**READING PASSAGE**
We were so committed to our principles of bringing the community together and giving children a practical use for maths that we built a shop. Yes a real shop. It is run by our shared PSA and staffed by excellent volunteers and students from Exeter House Special School as part of their life skills programme.

The new retail outlet has been purpose-built on the Somerset Road campus shared by St Mark’s C of E Junior School,  Wyndham Park Infant School and Exeter House School. We decided we needed a place for people to meet, and experience tells us people like it when there are refreshments. We also wanted children to do maths-for-a-reason. Children spend too long looking at theoretical things and this gives them a chance to put it into practice. It’s not unusual for schools to sell work made by children, but this is a real shop and our children will be making things like biscuits or bracelets, selling them and reinvesting. They may want to do something like buying strawberry plants for next year and selling the fruit.
dsc02193It has brought everyone together – including some of our harder-to-reach families. Some of our parents are on site for 45 minutes during the school run because of staggered opening, and we have great feedback from them. The shop will be used as a window for other businesses, such as a restaurant that is coming in to cook food and advertise itself to the approximately 700 parents who have access to the site.

**TASKS AND EXERCISES**
a - In the passage about the school shop, rewrite the paragraph beginning "The new retail outlet has been purpose-built" as a short bulleted list of its main facts.
b - Continue the passage about the school shop from the end of its last paragraph.

**EXTRACTED MATERIAL**
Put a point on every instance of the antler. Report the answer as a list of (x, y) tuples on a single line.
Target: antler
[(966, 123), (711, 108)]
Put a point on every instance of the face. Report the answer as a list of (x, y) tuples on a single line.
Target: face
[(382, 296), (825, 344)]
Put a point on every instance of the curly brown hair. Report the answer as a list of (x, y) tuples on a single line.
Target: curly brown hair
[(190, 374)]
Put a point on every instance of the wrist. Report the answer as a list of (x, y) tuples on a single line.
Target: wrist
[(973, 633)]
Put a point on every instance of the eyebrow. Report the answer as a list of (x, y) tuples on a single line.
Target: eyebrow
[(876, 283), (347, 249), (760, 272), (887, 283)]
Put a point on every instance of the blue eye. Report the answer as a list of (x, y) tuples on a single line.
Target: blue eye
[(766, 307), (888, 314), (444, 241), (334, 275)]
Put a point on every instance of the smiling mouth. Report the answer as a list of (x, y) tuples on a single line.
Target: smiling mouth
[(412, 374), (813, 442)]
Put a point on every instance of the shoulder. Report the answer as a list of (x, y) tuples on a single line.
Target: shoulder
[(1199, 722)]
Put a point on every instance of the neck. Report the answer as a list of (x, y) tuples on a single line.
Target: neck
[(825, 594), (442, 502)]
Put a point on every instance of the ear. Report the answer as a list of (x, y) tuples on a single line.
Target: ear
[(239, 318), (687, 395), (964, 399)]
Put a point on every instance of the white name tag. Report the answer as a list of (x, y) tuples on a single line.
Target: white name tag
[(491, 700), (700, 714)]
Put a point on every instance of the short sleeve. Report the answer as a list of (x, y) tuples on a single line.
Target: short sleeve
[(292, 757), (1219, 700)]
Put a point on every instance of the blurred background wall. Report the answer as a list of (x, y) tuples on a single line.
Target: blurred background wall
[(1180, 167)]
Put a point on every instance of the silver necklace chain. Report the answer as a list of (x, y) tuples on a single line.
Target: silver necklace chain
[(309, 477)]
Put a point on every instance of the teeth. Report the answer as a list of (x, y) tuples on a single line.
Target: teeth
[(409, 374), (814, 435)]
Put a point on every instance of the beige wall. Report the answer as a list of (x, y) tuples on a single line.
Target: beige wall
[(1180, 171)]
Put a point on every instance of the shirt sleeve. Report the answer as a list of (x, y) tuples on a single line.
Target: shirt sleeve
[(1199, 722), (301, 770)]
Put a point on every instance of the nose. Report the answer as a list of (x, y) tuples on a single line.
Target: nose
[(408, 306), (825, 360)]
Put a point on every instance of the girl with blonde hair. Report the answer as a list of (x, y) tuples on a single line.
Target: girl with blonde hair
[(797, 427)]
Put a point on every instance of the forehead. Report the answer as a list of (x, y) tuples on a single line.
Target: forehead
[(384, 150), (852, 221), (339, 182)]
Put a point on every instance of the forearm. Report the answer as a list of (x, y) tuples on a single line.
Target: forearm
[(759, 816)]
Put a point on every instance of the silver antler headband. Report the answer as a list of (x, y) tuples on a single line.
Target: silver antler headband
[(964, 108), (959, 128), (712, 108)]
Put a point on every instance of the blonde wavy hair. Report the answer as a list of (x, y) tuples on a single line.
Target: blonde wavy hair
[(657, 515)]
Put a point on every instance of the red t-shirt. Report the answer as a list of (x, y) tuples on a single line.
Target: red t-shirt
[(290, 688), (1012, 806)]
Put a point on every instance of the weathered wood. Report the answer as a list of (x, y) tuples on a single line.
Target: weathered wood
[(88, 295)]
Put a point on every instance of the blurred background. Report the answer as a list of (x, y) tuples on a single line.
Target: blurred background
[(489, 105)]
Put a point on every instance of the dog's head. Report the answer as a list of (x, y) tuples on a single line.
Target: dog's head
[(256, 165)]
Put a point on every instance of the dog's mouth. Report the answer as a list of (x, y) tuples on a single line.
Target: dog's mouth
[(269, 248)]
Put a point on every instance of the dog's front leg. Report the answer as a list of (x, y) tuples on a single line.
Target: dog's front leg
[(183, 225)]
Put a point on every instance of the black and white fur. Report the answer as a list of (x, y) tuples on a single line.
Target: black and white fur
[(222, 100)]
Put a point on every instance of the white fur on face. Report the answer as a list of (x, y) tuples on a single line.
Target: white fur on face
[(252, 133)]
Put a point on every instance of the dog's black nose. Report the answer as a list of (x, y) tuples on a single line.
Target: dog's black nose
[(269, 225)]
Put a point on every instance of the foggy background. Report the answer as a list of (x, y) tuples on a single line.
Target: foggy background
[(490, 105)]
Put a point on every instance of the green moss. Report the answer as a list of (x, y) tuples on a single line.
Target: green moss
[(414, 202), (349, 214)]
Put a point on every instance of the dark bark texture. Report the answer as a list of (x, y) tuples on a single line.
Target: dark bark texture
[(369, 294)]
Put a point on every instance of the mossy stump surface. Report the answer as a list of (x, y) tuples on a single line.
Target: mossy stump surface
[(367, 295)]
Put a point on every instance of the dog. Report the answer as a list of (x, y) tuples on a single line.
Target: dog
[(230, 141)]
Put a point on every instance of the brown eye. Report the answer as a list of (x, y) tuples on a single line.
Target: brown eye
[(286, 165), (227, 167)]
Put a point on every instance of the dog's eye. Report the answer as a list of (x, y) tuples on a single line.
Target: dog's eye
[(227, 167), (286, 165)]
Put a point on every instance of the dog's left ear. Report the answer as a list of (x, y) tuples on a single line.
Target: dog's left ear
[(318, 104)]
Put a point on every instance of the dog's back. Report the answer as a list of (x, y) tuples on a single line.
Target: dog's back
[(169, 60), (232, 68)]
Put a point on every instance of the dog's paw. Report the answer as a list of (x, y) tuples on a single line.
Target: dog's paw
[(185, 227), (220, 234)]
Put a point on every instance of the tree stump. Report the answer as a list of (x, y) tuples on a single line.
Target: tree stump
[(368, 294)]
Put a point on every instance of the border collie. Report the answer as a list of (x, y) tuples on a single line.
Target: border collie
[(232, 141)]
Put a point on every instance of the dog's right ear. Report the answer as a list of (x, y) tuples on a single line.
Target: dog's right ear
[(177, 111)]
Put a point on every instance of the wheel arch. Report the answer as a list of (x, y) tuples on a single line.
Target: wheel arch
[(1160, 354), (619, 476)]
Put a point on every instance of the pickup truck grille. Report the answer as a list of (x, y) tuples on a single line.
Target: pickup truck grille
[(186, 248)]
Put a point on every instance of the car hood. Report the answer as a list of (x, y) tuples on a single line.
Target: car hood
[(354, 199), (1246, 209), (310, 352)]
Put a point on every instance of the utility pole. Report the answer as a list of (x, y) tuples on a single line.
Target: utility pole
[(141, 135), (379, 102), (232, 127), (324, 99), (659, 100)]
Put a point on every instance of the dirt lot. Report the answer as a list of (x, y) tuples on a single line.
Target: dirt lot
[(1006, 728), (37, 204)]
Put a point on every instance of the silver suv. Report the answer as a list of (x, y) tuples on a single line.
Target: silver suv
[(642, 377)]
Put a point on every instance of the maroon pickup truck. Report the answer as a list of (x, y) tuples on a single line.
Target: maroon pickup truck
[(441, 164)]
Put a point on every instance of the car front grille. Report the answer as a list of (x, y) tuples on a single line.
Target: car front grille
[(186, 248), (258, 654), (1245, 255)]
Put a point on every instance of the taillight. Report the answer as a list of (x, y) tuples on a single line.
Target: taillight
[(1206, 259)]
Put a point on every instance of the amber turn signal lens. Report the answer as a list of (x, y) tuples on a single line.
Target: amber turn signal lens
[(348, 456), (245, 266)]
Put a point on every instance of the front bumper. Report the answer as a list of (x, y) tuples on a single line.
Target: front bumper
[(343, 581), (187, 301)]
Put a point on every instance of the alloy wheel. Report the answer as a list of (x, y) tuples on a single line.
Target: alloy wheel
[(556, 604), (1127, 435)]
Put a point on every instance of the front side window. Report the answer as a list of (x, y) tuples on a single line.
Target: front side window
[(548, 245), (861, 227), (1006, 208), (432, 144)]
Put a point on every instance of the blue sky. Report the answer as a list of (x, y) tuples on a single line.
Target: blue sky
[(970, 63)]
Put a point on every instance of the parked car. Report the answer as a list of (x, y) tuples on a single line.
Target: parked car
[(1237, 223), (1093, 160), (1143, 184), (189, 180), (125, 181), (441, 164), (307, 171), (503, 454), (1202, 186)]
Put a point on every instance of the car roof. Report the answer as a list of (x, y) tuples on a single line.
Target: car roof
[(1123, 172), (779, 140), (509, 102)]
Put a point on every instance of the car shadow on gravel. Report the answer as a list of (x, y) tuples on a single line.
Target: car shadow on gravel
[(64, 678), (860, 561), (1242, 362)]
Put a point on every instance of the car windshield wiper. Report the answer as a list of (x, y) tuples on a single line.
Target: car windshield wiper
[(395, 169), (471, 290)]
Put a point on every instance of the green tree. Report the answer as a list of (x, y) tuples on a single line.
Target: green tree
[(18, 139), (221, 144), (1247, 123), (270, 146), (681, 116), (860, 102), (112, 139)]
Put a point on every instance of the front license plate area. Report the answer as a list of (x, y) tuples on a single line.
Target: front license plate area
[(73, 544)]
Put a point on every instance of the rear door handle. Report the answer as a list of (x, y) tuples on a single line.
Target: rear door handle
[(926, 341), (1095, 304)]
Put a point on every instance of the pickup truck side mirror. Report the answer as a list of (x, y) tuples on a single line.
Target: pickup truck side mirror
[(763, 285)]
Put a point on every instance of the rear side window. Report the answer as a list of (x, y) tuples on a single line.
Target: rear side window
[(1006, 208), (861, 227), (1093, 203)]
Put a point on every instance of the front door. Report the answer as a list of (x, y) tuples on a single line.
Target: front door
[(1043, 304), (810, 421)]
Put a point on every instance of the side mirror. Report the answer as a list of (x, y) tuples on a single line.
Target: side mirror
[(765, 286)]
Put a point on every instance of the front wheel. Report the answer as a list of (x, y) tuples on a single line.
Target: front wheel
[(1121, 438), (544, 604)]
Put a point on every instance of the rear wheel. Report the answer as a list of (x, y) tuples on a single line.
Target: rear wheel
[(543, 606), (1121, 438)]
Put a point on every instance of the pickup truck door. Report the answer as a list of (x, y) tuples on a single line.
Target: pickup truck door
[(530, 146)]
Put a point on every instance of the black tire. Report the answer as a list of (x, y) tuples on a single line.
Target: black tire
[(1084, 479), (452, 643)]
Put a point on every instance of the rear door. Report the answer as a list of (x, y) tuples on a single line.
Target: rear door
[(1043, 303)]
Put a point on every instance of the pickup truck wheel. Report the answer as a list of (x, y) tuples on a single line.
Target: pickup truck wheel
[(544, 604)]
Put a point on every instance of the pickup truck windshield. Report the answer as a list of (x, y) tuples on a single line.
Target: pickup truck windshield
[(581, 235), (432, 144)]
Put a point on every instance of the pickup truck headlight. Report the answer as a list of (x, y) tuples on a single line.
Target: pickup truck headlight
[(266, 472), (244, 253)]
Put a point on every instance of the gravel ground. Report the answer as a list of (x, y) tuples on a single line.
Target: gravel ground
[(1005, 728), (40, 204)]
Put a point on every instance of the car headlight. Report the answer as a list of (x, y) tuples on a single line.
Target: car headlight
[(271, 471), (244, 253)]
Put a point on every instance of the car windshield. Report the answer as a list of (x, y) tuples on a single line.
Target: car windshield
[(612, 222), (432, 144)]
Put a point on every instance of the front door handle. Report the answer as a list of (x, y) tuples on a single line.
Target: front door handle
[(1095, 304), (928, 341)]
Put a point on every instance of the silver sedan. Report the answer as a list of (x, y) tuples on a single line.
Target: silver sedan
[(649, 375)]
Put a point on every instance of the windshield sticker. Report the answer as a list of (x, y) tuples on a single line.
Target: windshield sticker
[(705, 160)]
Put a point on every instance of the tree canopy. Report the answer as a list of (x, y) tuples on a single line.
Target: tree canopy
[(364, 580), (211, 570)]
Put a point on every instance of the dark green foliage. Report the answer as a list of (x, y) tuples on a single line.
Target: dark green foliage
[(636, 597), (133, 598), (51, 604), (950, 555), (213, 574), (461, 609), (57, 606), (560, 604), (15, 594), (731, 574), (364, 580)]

**EXERCISE ANSWERS**
a -
- The shop is purpose-built on the Somerset Road campus, which St Mark's C of E Junior School, Wyndham Park Infant School and Exeter House School share.
- It gives people a place to meet, with refreshments.
- It lets children do maths-for-a-reason and put theory into practice.
- Children will make things such as biscuits or bracelets, sell them and reinvest the money.
- They may, for example, buy strawberry plants for next year and sell the fruit.

b -
The Shop has been created to answer three needs – somewhere for parents to meet, talk and network, an outlet for pupils to sell home-grown produce and school-made crafts and goods and a place where pupils can learn valuable production, retail and hospitality skills.

Coffee is a great leveller, especially when crossing the school threshold can cause anxiety for many parents.

This is a unique experience for ‘hands on’ maths. It combines enterprise and experience seamlessly. The first phase of the project has involved creating the café-kitchen, outdoor seating area and barrow from which to sell produce. Phase 2, where we hope to create a sheltered café seating area, business networking events and an extended range of goods to sell.  We also aim for this to become a community resource where local people can meet and integrate with the school community.

We also use the barrow on a daily basis to sell items for charities. Indeed the children have six Charity Days throughout the year to ‘put something back’ – perhaps through cake sales, running a toy stall or games etc.